» SUPPLIED PASSAGE
"""

Love in the time of Corona | Daily News


Love in the time of Corona

An appreciation from Down Under on cinematic masterpiece by Ashoka Handagama

In the month-long lockdown in Down Under as a means of avoiding Corvid19 (Corona), I had the random privilege of watching the recent cinematic masterpiece written and directed by Asoka Handagama titled Beer Without Alcohol; a mobile-phone lockdown cinema concept as stated in the main title page.

The film is structured crisply focusing on four young, middle class, Sri Lankans who have become homebound lockdown prisoners. The film is made using selected captured frames limited to 20 minutes using Skype generated footage recorded by a mobile phone camera. However, the resource restrictions have not made Handagama a prisoner to his creative impulses to present viewers a nicely crafted cinematic masterpiece which we can continue to watch discussing the meaning of life, loneliness and the search for love.

"""

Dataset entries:
"""

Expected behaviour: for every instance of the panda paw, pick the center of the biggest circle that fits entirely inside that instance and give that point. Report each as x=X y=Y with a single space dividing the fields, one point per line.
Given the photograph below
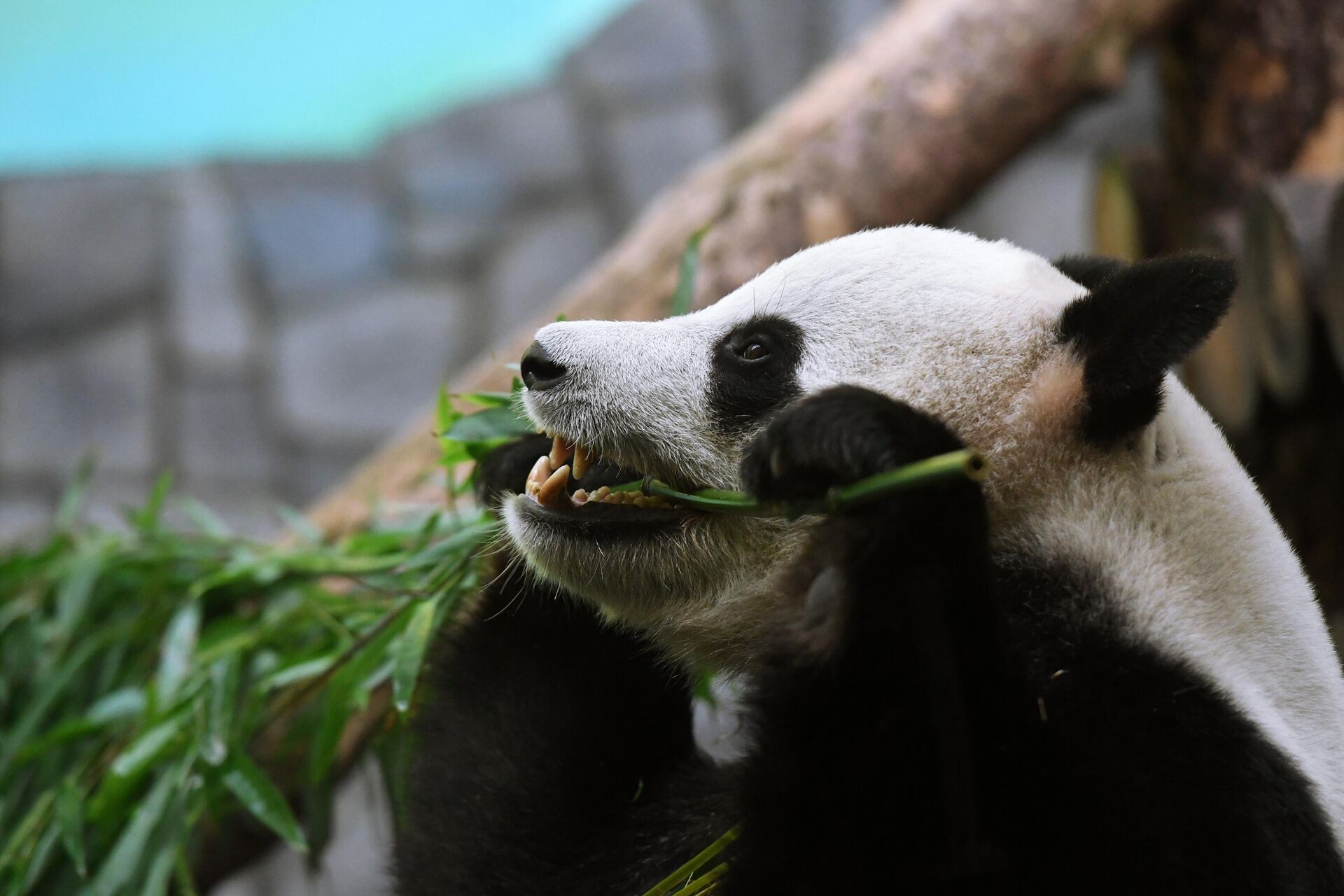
x=835 y=438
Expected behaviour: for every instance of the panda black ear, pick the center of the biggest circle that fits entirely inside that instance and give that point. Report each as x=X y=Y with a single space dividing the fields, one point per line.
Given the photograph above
x=1088 y=270
x=1136 y=323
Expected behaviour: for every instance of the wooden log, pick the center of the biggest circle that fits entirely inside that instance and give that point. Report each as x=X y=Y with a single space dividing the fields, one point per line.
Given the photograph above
x=907 y=124
x=1275 y=284
x=1222 y=371
x=1247 y=83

"""

» EXERCISE TASKS
#1 Answer these about the film review:
(a) How long was the lockdown the reviewer describes?
(b) Who does the film focus on?
(c) To how many minutes are the film's captured frames limited?
#2 Rewrite the film review's paragraph beginning "The film is structured crisply" as a short bulleted list that keeps its main facts.

» ANSWERS IN ORDER
#1
(a) A month.
(b) Four young, middle-class Sri Lankans who have become homebound lockdown prisoners.
(c) 20 minutes.

#2
- Focuses on four young, middle-class Sri Lankans stuck at home in lockdown
- Built from selected captured frames, limited to 20 minutes
- Uses Skype footage recorded with a mobile phone camera
- Despite limited resources, Handagama delivers a well-crafted film about the meaning of life, loneliness and the search for love